[Excerpt from a dataset]
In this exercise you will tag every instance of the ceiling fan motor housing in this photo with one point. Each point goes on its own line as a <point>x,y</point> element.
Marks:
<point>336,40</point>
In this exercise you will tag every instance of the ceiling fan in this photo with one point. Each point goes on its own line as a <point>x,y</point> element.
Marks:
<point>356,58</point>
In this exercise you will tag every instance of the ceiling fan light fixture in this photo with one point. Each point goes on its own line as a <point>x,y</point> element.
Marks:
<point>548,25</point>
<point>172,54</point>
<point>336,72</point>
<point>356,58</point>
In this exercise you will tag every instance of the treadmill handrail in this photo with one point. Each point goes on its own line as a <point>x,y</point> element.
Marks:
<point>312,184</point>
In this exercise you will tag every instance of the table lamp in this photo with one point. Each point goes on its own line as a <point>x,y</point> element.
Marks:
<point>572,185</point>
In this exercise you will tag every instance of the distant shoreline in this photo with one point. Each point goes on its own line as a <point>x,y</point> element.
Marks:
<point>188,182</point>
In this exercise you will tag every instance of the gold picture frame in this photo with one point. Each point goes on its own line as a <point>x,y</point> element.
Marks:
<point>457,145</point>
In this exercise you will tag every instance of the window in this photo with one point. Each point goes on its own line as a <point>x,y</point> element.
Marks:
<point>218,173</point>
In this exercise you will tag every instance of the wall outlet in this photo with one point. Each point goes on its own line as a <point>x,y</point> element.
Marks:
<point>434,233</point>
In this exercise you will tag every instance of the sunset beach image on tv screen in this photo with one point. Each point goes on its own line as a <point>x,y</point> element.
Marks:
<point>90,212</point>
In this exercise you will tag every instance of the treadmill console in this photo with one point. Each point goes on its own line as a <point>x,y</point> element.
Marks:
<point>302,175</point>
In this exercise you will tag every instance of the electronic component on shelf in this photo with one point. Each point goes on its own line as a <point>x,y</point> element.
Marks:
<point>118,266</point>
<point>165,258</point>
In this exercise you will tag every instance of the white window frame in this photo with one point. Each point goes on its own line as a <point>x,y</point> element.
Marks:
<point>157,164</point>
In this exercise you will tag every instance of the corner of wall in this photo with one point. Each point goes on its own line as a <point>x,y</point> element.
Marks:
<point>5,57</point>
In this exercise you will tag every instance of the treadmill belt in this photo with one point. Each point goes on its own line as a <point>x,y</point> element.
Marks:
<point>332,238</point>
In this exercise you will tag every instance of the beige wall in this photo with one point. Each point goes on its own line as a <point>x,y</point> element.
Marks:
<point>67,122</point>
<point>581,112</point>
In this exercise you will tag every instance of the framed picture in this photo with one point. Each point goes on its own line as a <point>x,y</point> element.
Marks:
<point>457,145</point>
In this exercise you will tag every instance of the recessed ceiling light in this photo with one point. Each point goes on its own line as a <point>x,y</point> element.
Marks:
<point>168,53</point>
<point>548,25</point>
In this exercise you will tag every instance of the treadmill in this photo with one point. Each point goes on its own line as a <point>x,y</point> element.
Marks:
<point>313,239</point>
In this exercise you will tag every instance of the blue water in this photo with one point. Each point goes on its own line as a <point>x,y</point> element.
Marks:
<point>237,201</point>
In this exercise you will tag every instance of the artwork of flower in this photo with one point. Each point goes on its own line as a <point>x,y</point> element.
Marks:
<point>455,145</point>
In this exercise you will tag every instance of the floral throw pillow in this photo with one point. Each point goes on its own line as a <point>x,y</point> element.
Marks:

■ Set task: Copy out each of the records above word for word, with no changes.

■ The result:
In this exercise you will tag every instance of the ceiling fan motor housing in this photo with one point. Each point goes on its own line as a <point>x,y</point> element.
Marks:
<point>336,40</point>
In this exercise you will tag every instance of the ceiling fan in this photo with one point. Each point goes on its own line as a <point>x,y</point> element.
Marks:
<point>356,58</point>
In this exercise you will tag every instance of the ceiling fan light fixture in this photo with one point. Each point goes on its own line as a <point>x,y</point> element.
Marks:
<point>548,25</point>
<point>172,54</point>
<point>336,72</point>
<point>356,58</point>
In this exercise you will tag every instance of the treadmill handrail in this photo with one point. Each point goes on its own line as a <point>x,y</point> element.
Marks:
<point>312,184</point>
In this exercise you will tag every instance of the table lamp in this photo with one point. Each point goes on its own line as a <point>x,y</point> element.
Marks:
<point>572,185</point>
In this exercise you will tag every instance of the distant shoreline in this photo with one point. Each point goes on its own line as a <point>x,y</point> element.
Marks:
<point>188,182</point>
In this exercise you will tag every instance of the gold picture frame in this photo with one point. Each point goes on its own line as a <point>x,y</point> element.
Marks:
<point>457,145</point>
In this exercise you will tag every instance of the window in this photo with one point. Each point goes on its own line as a <point>x,y</point> element.
Marks:
<point>218,173</point>
In this exercise you will tag every instance of the wall outlet in this photo with one point. Each point goes on its own line as a <point>x,y</point> element.
Marks:
<point>434,233</point>
In this exercise you will tag every instance of the sunset beach image on tv screen in this photo with one point. Each point goes on its own line as a <point>x,y</point> element.
Marks:
<point>90,212</point>
In this exercise you will tag every instance of the treadmill console in this photo with one point. Each point goes on its own line as a <point>x,y</point> element.
Marks:
<point>302,175</point>
In this exercise you will tag every instance of the electronic component on shelf in this photo with one point. Each point goes on its own line as a <point>x,y</point> element.
Marks:
<point>118,266</point>
<point>165,258</point>
In this exercise you will tag every instance of the white window frame in this photo with one point. Each point goes on its own line as a <point>x,y</point> element.
Marks:
<point>157,164</point>
In this exercise you will tag every instance of the corner of wall in this photo with one point. Each point goes on its own line as a <point>x,y</point> element.
Marks:
<point>5,57</point>
In this exercise you will tag every instance of the treadmill belt in this photo with one point. Each point goes on its own line as a <point>x,y</point> element.
Marks:
<point>332,238</point>
In this exercise you will tag every instance of the beige wall in this photo with one point. Each point goes on its own line as a <point>x,y</point> element.
Marks:
<point>67,122</point>
<point>581,112</point>
In this exercise you will tag every instance of the framed picture in this photo with one point. Each point goes on its own line as a <point>x,y</point> element.
Marks:
<point>457,145</point>
In this exercise you will tag every instance of the recessed ceiling light in this photo with one point. Each point goes on its own line as a <point>x,y</point> element.
Marks:
<point>168,53</point>
<point>548,25</point>
In this exercise you will tag every instance of the treadmill in this photo with one point. Each point goes on its own line as a <point>x,y</point> element.
Marks:
<point>313,239</point>
In this exercise you will tag every instance of the blue water in this photo with one point. Each point goes on its own line as a <point>x,y</point> element.
Marks:
<point>237,201</point>
In this exercise you will tag every instance of the artwork of flower in this photo with one point. Each point goes on its own line as a <point>x,y</point> element.
Marks:
<point>455,145</point>
In this exercise you will tag every instance of the floral throw pillow in this photo with one point. Each point goes on its own line as a <point>x,y</point> element.
Marks:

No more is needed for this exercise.